─── Material for this task ───
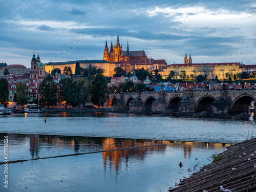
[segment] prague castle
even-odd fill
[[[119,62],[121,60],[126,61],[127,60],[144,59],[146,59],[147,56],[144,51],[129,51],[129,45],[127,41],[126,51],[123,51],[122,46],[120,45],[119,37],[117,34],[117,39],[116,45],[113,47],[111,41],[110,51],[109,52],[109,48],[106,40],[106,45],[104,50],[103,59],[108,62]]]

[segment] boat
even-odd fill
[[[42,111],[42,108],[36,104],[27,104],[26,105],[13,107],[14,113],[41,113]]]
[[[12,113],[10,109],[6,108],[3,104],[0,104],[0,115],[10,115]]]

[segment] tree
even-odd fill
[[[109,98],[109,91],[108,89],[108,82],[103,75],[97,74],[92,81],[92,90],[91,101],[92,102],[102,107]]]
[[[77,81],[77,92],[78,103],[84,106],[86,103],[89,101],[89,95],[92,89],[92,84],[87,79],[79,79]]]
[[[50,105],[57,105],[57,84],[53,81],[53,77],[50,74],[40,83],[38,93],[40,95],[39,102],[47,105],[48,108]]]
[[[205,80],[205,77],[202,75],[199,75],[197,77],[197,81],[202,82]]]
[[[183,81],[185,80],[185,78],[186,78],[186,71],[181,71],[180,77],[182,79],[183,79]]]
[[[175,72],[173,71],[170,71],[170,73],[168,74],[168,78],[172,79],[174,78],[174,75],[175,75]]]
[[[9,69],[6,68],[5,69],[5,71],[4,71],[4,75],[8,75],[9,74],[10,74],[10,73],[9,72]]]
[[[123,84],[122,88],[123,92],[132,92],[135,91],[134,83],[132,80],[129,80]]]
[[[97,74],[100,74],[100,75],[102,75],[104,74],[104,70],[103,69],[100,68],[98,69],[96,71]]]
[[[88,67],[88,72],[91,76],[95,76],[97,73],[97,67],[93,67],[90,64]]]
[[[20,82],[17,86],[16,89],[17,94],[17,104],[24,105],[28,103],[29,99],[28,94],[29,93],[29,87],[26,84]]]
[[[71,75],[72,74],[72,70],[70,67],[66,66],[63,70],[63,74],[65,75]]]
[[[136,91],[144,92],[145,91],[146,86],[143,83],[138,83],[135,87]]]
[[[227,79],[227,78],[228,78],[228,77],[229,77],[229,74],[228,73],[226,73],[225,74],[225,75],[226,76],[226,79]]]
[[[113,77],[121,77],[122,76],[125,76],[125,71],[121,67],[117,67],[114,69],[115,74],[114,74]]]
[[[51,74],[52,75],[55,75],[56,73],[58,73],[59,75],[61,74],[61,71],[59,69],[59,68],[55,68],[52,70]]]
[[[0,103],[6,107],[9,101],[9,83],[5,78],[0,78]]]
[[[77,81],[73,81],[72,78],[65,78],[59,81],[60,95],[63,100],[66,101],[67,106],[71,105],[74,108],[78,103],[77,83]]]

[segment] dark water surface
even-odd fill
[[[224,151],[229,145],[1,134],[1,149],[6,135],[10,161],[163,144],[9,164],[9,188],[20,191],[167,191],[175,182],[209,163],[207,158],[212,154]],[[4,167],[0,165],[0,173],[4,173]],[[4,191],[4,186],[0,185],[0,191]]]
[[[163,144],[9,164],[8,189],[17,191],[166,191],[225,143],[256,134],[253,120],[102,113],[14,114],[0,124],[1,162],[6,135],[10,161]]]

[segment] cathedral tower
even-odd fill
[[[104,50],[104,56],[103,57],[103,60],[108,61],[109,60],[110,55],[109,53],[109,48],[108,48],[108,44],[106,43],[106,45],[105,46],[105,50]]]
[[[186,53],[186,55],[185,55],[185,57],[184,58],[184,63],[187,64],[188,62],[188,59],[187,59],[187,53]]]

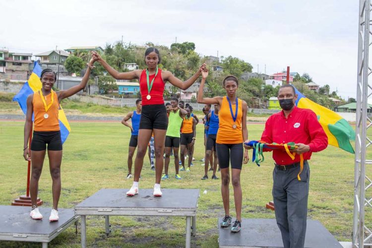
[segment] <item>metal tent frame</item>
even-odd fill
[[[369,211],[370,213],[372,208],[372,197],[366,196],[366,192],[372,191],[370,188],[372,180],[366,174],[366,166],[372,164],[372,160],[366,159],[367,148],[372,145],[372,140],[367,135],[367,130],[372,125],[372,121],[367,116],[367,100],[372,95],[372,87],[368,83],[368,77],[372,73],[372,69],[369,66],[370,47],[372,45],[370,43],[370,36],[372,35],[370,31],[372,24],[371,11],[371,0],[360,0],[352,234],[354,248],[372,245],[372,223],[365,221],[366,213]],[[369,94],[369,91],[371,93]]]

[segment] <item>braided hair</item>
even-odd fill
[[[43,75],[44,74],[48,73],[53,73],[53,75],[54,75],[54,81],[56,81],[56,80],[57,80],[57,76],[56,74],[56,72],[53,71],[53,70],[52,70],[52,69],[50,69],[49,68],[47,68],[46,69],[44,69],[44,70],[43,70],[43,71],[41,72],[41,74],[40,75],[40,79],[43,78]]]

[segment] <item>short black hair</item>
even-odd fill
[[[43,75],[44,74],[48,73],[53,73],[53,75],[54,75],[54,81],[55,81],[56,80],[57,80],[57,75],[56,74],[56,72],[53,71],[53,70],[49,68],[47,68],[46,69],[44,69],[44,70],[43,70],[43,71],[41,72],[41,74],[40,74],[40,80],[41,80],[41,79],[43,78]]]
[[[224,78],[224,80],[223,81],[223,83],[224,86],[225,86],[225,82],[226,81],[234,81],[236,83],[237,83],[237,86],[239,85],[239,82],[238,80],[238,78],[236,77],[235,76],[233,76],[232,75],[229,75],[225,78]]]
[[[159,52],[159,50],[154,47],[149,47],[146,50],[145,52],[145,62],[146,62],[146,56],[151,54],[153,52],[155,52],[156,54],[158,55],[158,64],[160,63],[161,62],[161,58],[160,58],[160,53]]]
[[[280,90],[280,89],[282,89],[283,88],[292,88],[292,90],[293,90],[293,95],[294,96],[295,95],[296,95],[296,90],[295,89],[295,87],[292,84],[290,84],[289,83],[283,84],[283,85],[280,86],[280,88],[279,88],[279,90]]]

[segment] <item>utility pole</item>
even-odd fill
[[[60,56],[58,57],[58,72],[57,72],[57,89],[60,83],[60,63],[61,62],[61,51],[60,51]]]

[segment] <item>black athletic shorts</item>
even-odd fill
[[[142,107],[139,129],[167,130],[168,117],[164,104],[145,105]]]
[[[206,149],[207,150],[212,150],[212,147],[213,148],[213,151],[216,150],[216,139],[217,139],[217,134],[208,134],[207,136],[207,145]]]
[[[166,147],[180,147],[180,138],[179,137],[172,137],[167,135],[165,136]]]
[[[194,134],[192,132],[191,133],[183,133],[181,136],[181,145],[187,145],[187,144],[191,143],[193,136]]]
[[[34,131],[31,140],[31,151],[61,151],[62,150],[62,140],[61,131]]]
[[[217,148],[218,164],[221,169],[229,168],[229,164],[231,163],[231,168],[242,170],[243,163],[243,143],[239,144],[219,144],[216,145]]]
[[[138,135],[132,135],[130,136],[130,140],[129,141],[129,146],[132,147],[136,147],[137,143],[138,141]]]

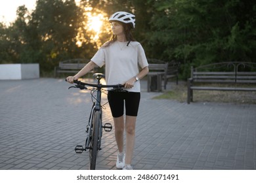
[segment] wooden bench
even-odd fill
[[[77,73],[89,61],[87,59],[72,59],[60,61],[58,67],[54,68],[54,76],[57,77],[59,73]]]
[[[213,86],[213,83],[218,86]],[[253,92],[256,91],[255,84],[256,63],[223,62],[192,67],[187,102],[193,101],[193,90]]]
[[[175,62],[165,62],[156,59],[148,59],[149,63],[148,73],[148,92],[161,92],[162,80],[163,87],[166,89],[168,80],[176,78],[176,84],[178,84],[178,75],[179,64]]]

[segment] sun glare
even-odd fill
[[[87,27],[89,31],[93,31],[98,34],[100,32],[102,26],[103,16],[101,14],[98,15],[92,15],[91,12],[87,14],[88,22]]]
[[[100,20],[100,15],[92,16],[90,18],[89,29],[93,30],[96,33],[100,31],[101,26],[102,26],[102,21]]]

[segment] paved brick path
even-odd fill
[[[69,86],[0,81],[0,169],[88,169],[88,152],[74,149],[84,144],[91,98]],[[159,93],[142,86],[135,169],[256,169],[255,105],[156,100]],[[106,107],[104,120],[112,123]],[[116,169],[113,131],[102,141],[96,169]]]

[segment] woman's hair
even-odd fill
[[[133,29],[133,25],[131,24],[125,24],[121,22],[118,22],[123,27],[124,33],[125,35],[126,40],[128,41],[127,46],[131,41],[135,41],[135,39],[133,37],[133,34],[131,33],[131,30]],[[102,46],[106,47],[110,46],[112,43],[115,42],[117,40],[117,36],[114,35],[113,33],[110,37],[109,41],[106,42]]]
───
Task description:
Lay out the lines from the start of the records through the line containing "[[[12,113],[10,109],[6,108],[3,104],[0,104],[0,115],[10,115]]]" as a JSON list of strings, one string per line. Skip blank lines and leave out the picture.

Right answer:
[
  "[segment] prague castle",
  "even-odd fill",
  "[[[119,62],[121,60],[126,61],[127,60],[144,59],[146,59],[147,56],[144,51],[129,51],[129,45],[127,41],[126,51],[123,51],[122,46],[120,45],[119,37],[117,34],[117,39],[116,45],[113,47],[111,41],[110,51],[109,52],[109,48],[106,40],[106,45],[104,50],[103,59],[108,62]]]",
  "[segment] boat",
  "even-odd fill",
  "[[[42,111],[42,108],[36,104],[27,104],[26,105],[13,107],[14,113],[41,113]]]",
  "[[[12,113],[10,109],[6,108],[3,104],[0,104],[0,115],[10,115]]]"
]